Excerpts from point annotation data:

^^^^^^^^^^^^^^^^

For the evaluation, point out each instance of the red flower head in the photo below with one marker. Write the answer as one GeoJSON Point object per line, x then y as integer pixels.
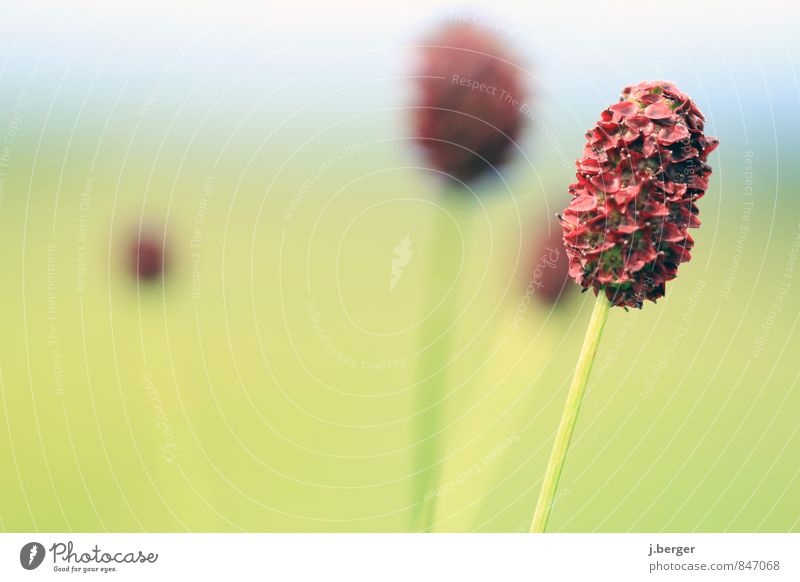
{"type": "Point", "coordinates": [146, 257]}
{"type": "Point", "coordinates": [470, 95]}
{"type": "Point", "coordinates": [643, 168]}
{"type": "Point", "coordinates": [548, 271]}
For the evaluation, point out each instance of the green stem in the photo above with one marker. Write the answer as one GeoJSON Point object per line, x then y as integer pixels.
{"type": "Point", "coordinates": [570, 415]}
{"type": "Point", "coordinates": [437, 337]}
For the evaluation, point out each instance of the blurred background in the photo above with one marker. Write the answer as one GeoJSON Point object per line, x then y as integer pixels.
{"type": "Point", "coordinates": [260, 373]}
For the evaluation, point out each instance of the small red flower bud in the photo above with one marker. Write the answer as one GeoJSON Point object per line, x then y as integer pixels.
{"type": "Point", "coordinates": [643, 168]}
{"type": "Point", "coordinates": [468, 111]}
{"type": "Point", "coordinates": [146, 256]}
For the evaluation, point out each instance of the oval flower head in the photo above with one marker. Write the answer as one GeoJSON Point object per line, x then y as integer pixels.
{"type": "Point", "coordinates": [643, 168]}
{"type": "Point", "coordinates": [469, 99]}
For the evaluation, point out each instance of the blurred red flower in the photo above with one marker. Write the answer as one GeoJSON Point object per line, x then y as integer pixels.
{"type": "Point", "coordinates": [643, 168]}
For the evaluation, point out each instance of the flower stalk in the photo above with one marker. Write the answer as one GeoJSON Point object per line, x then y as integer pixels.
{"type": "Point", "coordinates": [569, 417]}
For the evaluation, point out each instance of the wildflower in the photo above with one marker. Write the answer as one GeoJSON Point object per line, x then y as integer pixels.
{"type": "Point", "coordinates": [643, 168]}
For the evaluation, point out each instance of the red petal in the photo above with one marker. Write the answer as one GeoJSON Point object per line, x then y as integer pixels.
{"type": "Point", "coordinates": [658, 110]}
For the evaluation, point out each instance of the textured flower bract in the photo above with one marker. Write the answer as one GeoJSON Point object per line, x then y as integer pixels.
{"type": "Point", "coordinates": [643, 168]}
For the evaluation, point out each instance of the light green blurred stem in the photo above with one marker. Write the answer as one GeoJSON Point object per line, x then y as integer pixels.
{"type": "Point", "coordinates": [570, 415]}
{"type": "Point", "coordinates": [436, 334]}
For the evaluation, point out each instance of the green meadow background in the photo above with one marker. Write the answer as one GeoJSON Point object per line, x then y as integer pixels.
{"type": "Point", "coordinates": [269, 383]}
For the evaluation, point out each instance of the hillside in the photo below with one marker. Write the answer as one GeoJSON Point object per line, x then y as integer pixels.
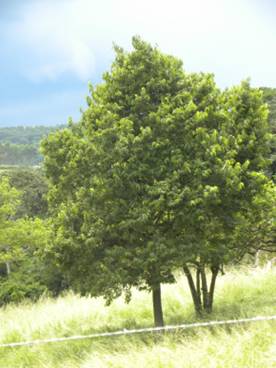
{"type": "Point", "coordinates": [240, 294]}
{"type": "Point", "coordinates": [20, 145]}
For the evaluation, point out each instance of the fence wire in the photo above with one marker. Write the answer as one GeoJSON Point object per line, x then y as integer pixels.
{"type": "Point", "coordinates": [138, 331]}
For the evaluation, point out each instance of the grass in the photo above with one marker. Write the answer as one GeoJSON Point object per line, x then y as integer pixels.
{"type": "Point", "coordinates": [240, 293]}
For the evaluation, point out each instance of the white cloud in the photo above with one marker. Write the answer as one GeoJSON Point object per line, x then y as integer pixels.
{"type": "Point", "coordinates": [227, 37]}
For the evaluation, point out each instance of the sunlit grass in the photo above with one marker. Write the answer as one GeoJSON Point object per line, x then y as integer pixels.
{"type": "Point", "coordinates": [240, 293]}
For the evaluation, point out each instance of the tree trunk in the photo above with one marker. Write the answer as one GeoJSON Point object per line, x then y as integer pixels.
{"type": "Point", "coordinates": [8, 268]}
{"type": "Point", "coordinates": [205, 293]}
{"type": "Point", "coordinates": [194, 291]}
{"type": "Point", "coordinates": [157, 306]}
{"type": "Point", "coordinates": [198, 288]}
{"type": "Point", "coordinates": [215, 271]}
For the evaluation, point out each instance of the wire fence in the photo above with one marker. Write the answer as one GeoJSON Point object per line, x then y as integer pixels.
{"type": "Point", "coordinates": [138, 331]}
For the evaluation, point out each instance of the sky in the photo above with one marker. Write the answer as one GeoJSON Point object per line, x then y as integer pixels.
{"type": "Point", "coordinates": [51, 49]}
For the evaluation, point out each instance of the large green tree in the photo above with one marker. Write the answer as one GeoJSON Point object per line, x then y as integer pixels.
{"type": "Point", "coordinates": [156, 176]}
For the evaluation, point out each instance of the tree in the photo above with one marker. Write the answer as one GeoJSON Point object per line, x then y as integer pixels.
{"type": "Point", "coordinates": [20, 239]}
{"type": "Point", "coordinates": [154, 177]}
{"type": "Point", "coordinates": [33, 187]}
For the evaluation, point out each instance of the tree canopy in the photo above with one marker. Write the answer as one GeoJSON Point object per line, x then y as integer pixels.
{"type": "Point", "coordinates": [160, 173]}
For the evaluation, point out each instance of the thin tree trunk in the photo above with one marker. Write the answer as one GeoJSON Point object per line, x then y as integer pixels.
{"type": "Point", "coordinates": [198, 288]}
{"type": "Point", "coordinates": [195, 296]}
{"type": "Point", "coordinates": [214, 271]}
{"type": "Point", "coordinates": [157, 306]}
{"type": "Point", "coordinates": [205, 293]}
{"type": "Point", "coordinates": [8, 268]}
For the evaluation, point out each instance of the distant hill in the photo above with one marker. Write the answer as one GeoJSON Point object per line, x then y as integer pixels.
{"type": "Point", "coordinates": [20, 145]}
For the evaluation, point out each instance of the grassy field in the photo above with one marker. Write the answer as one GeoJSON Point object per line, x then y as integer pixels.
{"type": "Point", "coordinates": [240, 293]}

^^^^^^^^^^^^^^^^

Reproduce every entry word for word, but skip any pictures.

For the evaluation, point out each instance of the red flower head in the photo below with one marker. Write the answer as one GeoJSON Point object per line, x then y as integer pixels.
{"type": "Point", "coordinates": [146, 257]}
{"type": "Point", "coordinates": [470, 95]}
{"type": "Point", "coordinates": [643, 168]}
{"type": "Point", "coordinates": [548, 271]}
For the evaluation, point out each instance of the green stem in the photo above with one marker. Write the answer as one GeoJSON Point object per line, x then y as integer pixels.
{"type": "Point", "coordinates": [570, 415]}
{"type": "Point", "coordinates": [437, 337]}
For the evaluation, point out each instance of the blurred background in the photo above with one marker. Write the answer as one GeoJSON Point object per line, x then y as integer pixels.
{"type": "Point", "coordinates": [260, 373]}
For the evaluation, point out each instance of the small red flower bud in the photo above with one marker. Write the answer as one GeoJSON Point object per line, x then y as integer pixels.
{"type": "Point", "coordinates": [643, 168]}
{"type": "Point", "coordinates": [468, 111]}
{"type": "Point", "coordinates": [146, 256]}
For the evaluation, point out each instance of the oval flower head in the photo above with one marker. Write the answer as one GeoJSON Point object per line, x then y as integer pixels.
{"type": "Point", "coordinates": [643, 168]}
{"type": "Point", "coordinates": [469, 99]}
For the evaluation, point out each instance of the blurred red flower in the photo above with one marker. Write the answer as one GeoJSON Point object per line, x then y as integer pixels.
{"type": "Point", "coordinates": [643, 168]}
For the evaluation, point out each instance of the flower stalk in the photo above with one marker. Write the answer as one GeoJSON Point object per line, x then y as integer pixels.
{"type": "Point", "coordinates": [569, 417]}
For the evaluation, point out each instance of the wildflower in the photo above with one marker. Write the answer as one GeoJSON Point object per line, x then y as integer pixels.
{"type": "Point", "coordinates": [643, 168]}
For the evaluation, point out each instance of the red petal in the photo above with one marker. Write the answer as one GeoJSON Point object per line, x then y as integer pixels.
{"type": "Point", "coordinates": [658, 110]}
For the evaluation, point out each instance of the textured flower bract in the photo above with one marker. Write the answer as one GeoJSON Point object per line, x then y as integer pixels.
{"type": "Point", "coordinates": [643, 168]}
For the evaluation, point out each instance of the light green blurred stem in the photo above with one marker. Write the answer as one GeoJSON Point object per line, x then y as integer pixels.
{"type": "Point", "coordinates": [570, 415]}
{"type": "Point", "coordinates": [436, 334]}
For the evaluation, point out each instance of the green meadow background in the photo above with one marker. Write the answer as one GeoJSON Point object per line, x then y as integer pixels.
{"type": "Point", "coordinates": [269, 383]}
For the evaluation, point out each instance of the hillside in the photo below with one marker. Write the answer as one GeoJSON Point object per line, x then y as integer pixels.
{"type": "Point", "coordinates": [240, 294]}
{"type": "Point", "coordinates": [20, 145]}
For the evaluation, point out each instance of the fence wire in the photo above with one marker. Write the answer as one GeoJSON Point object per line, x then y as integer pixels.
{"type": "Point", "coordinates": [138, 331]}
For the evaluation, point out each instance of the grass in the photo above with one marker. Write the answer as one GeoJSON Point object per line, x then y as integer pixels.
{"type": "Point", "coordinates": [240, 293]}
For the evaluation, point out each instance of the white cloud in the photo above with one marker. Write the answer as one GeoJSON Point object per line, x then y as integer pixels.
{"type": "Point", "coordinates": [227, 37]}
For the evaluation, point out each instance of the sunlit grass in the photo above with one marker. Write the answer as one GeoJSON Point object per line, x then y as integer pixels.
{"type": "Point", "coordinates": [240, 293]}
For the evaluation, point out each instance of the tree trunk in the photo above with one marker. Write the answer as one GeoJSON Point object per line, x then y as integer pixels.
{"type": "Point", "coordinates": [8, 268]}
{"type": "Point", "coordinates": [205, 293]}
{"type": "Point", "coordinates": [194, 291]}
{"type": "Point", "coordinates": [157, 306]}
{"type": "Point", "coordinates": [198, 288]}
{"type": "Point", "coordinates": [215, 271]}
For the evaluation, point out each instance of the wire fence in the photo above with one marker. Write the answer as one GeoJSON Point object per line, x then y as integer pixels.
{"type": "Point", "coordinates": [138, 331]}
For the evaluation, point out each instance of the sky in the photo above with one marker. Write the answer as one GeoJSON Point object per line, x then y as integer pixels.
{"type": "Point", "coordinates": [51, 49]}
For the evaluation, point out each instance of the large green tree in the photo above with one marker. Write the answer as one GeoJSON Point object per line, x then y as integer pixels.
{"type": "Point", "coordinates": [156, 176]}
For the evaluation, point out each instance of the tree in the photo above with one marker. Write the answer as one GeoJSON Point object per line, x then y as integer pixels.
{"type": "Point", "coordinates": [20, 239]}
{"type": "Point", "coordinates": [154, 177]}
{"type": "Point", "coordinates": [33, 187]}
For the evaluation, point out each instance of the tree canopy in the photo above with one marker. Write the answer as one GeoJSON Point object per line, x then y as integer pixels.
{"type": "Point", "coordinates": [160, 173]}
For the evaluation, point out each instance of the thin tree trunk in the photo above with one marker. Write the answer as one GeoJSON Point object per line, x then y as integer pixels.
{"type": "Point", "coordinates": [198, 288]}
{"type": "Point", "coordinates": [195, 296]}
{"type": "Point", "coordinates": [214, 271]}
{"type": "Point", "coordinates": [157, 306]}
{"type": "Point", "coordinates": [205, 293]}
{"type": "Point", "coordinates": [8, 268]}
For the evaluation, point out each instance of the distant hill in the photo above with one marker. Write the answer as one GeoJSON Point object per line, x then y as integer pixels.
{"type": "Point", "coordinates": [20, 145]}
For the evaluation, point out each instance of the grassy field in the photo above with one marker. Write the answer as one GeoJSON Point object per line, x then y as integer pixels.
{"type": "Point", "coordinates": [240, 293]}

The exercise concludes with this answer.